## The input
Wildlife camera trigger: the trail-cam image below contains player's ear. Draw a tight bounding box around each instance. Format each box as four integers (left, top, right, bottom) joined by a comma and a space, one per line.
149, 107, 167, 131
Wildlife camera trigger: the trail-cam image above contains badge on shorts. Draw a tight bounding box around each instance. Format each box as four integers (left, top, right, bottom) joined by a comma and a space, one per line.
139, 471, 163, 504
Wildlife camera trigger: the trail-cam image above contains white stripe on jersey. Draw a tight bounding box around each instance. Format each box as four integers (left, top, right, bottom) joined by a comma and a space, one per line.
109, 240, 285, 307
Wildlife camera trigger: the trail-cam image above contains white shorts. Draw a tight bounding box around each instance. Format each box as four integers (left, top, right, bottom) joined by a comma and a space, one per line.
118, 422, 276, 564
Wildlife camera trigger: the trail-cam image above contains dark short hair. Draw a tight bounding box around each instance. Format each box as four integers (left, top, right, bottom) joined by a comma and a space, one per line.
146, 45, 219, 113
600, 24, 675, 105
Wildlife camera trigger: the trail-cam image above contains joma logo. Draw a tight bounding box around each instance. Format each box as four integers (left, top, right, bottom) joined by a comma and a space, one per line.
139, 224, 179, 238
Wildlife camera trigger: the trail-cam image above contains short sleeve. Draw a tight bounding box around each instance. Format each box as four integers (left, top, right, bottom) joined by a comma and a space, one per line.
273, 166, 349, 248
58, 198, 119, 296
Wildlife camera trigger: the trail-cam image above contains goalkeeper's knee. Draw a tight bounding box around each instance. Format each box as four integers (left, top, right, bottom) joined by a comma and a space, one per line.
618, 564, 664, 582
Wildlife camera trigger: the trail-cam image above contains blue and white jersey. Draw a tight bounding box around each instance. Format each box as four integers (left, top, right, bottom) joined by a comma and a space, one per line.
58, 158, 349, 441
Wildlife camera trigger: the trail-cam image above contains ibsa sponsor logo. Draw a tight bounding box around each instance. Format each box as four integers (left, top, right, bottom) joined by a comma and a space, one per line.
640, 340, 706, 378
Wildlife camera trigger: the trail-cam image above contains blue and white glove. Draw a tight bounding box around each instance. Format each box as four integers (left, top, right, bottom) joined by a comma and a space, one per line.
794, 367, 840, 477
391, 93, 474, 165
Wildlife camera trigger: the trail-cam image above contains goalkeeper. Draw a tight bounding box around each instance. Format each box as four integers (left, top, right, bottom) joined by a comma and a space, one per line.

## Job
Reproduce every row above verbatim, in the same order and with the same line breaks.

## The result
Wildlife camera trigger: the trail-cam image below contains player's ear. Draw a tight bounding box around each instance. Format each box as four integers (left, top, right, bottom) joined by a comma and a space, one per line.
149, 107, 167, 131
Wildlife camera trigger: the trail-cam image above contains badge on shorts. Draw a tight bounding box around each instance. Format each box as four integers (left, top, right, bottom) joined by a comma and a space, one per line.
139, 471, 163, 504
Wildlife camera trigger: the trail-cam image above contains white stripe on jersey. Draw a tight bounding box around each instance. Format each box as four integers (left, top, right, bottom) joined by a comma and a space, one per line.
109, 240, 285, 307
Wildlife camera trigger: the trail-cam image above contains white shorts. Draw a tight bounding box around each instance. Format each box as four integers (left, top, right, bottom) joined by a comma and a space, one per line.
118, 422, 276, 564
Wildlife camera trigger: the trail-cam image above contains dark short hair. Draw a tight bounding box around each instance. Format each box as four integers (left, top, right, bottom) joined by a comma and a space, one per line.
146, 45, 219, 113
600, 24, 675, 105
Wildlife camera trigger: the trail-cam image above contains joma logo. Draw a tight bounding box around each instance. Format each box as four integers (left, top, right, bottom) joined by a comma and a space, one per line.
139, 224, 179, 238
Wildlife camera trigger: the trail-cam image above contains short sleeve. Draw a tight bounding box around each instance. Format each box as four integers (left, top, right, bottom) joined by a comma and a space, one per line.
273, 166, 349, 248
58, 198, 119, 296
Wildlife camera trigger: the trail-cam image above contains goalkeeper's knee. Draw a tight bounding box around each instance. Format each box as four integers (left, top, right, bottom) joined by a comma and a space, one per line.
618, 564, 664, 582
Wildlife camera trigger: the trail-cam image above contains blue and white jersey. Draw a tight bounding box around each instance. Format each box as four integers (left, top, right, bottom) joined by a comma and a space, one per line.
58, 158, 349, 441
Wildlife camera trigger: the trail-cam image above contains ibsa sponsor logo. Draw a tight bounding box around each instance. Format each box as four integers (left, top, right, bottom) joined by a comma and a space, one per line.
640, 340, 706, 378
Wildlife camera trigger: the trail-cam image above contains blue and white glove. Draw a tight bounding box around each instance. Format each box as four integers (left, top, right, bottom) joined by a comma and a space, one per line.
794, 367, 840, 477
391, 93, 474, 165
Wildlife camera trigger: the trail-cam image above contains goalkeeper. Draw a tight bounding box around each instance. Format each box as four integers (left, top, right, bottom) joined by a comma and a space, one per line.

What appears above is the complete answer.